=== Information shown ===
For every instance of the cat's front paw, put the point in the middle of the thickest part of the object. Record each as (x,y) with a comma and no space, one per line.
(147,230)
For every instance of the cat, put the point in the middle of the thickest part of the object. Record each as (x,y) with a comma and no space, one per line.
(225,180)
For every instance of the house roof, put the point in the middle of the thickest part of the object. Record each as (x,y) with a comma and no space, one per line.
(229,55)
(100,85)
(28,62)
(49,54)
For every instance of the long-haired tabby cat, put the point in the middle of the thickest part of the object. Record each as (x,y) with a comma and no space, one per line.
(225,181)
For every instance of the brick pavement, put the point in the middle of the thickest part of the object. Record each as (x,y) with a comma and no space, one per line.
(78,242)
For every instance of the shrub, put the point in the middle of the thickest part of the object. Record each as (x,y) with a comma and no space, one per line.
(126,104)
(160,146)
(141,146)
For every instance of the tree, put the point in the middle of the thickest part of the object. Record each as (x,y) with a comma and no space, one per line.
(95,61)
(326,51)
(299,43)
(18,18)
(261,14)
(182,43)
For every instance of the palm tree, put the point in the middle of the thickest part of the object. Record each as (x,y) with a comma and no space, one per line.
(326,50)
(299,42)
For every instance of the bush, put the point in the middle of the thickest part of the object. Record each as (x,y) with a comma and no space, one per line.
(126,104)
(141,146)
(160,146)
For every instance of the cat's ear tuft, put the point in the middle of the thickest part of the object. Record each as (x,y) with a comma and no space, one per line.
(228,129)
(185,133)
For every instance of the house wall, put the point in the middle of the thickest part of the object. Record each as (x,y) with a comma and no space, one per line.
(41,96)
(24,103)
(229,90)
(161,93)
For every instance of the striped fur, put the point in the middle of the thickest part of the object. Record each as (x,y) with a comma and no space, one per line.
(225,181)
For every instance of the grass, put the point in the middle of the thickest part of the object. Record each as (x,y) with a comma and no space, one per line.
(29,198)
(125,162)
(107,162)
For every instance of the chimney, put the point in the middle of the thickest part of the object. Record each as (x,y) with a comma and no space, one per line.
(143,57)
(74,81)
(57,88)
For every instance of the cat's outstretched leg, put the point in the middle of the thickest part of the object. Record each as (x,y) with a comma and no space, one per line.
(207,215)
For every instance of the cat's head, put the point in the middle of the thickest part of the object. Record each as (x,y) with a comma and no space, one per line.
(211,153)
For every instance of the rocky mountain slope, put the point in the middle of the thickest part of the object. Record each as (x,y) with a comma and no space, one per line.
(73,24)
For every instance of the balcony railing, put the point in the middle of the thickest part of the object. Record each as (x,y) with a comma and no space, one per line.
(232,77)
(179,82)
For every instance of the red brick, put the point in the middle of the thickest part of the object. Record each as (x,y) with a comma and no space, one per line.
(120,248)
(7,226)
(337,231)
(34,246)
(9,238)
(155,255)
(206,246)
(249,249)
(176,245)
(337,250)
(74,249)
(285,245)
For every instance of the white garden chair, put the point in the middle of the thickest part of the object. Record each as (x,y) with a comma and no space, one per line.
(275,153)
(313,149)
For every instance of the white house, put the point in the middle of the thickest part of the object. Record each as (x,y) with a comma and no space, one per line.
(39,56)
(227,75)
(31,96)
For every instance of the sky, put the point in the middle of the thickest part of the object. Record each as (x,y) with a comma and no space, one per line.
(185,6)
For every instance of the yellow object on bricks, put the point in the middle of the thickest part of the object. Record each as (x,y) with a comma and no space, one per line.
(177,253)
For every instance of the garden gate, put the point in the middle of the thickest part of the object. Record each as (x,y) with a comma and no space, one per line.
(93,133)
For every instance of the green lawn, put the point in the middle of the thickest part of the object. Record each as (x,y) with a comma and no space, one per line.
===
Retype the data exactly as given.

For every instance of the cat's front paw, put the point in the middle of the thickest part of the object. Record each as (x,y) with a comma and no space, one per line.
(147,230)
For every instance of the cat, put the point in the middle of the thickest part of the object. Record each as (x,y) with a comma and no space, one per line.
(225,180)
For every instance of the house roof, put the point in the middle of the thickest part of the object. Record each as (x,y) with a comma and no space, one per line.
(229,55)
(100,85)
(28,62)
(49,54)
For every instance of the long-haired tabby cat, put the point in the middle of the thickest part of the object. Record each as (x,y) with a comma and no space, one per line.
(225,181)
For every instance of the brick pavement, put the point in the middle of the thickest part of the object. Record each as (x,y) with a comma and no space, one per line.
(78,242)
For every instance of the shrub, put the point in the middle of the thickest part of the object. Record each as (x,y) with a comma and no space, one per line.
(126,104)
(160,146)
(141,146)
For every instance of the tree, put the point in the middle of the thickest part of the object. Record each as (x,y) with a comma and no space, one per line.
(95,61)
(326,51)
(299,43)
(18,18)
(261,14)
(182,43)
For every instance of the palm tree, put the point in the middle of the thickest part of the object. Record each as (x,y) with a comma and no space, one per line.
(326,50)
(299,42)
For every instance of the bush, put the point in the middle of the thickest part of the object. Record each as (x,y) with a comma and no space, one per line.
(126,104)
(141,146)
(160,146)
For every instance of the cat's ear tuft, put the point in the middle of the thickest part of the object. Record each as (x,y) with a comma and no space, one per line.
(228,129)
(185,133)
For every instance of the house wall, put the point in the middle of the thickest part of the object. Record each as (x,y) with a comma and no space, one per line.
(41,96)
(24,103)
(229,90)
(161,93)
For every instance of the striped fur, put the point in the middle of the thickest part of the object. Record each as (x,y) with a comma and no space, one per line.
(225,181)
For every instance of the grass, put the point in the middle of the thickest part of the object. Record each as (x,y) with a comma and no space, one per line.
(29,198)
(125,162)
(107,162)
For every instance of the chimney, put the point in the middle of the thickest part of the object. Record each as (x,y) with a comma and no space, one per line.
(143,57)
(74,81)
(57,88)
For every instance of the cat's outstretched leg, put the point in the middle of the thickest part of the object. Record each as (x,y) with a comma and no space, one per line.
(207,215)
For every instance of the cat's head, put the point in the middle of the thickest part of the object. Record each as (x,y) with a comma and no space, one per line.
(211,153)
For every instance of the rocky mountain slope, put the point in the middle of the thickest part of the object. Record each as (x,y) with a comma and no space, one per line.
(73,24)
For every instance of the balcony railing, put the point in the middle of the thickest part of the object. Record each as (x,y) with a comma and no space, one per line.
(232,77)
(179,82)
For every instance of the red brick, put the point in the middle of the thickest part of the object. Record each as (x,y) with a comma and no space, one per line.
(120,248)
(7,226)
(337,231)
(34,246)
(9,238)
(155,255)
(206,246)
(249,249)
(176,245)
(337,250)
(74,249)
(285,245)
For every instance of the white garden chair, put the point in the middle of the thickest part of the object. Record each as (x,y) with a comma and no space, one per line.
(275,153)
(313,149)
For every instance of the white house, put the point in the middle of the thickest part of the object. Record each as (x,y) with a comma and no space, one per line.
(39,56)
(227,75)
(31,96)
For every instance of the sky, put the point in the middle of the thickest part of the object. Record each as (x,y) with a comma and no space, one per line.
(185,6)
For every instance of the yellow object on bricks, put the point in the middle of the thickest part of the object. Record each as (x,y) with a comma and no space, one per line.
(177,253)
For every instance of the garden gate, put the point in the middle of the thickest part of the object. Record each as (x,y) with a comma and no space, one per line.
(93,133)
For every instance of the green lawn, put the point in the middle of the thickest part of the object. Record each as (x,y) with a comma and no space, one per line.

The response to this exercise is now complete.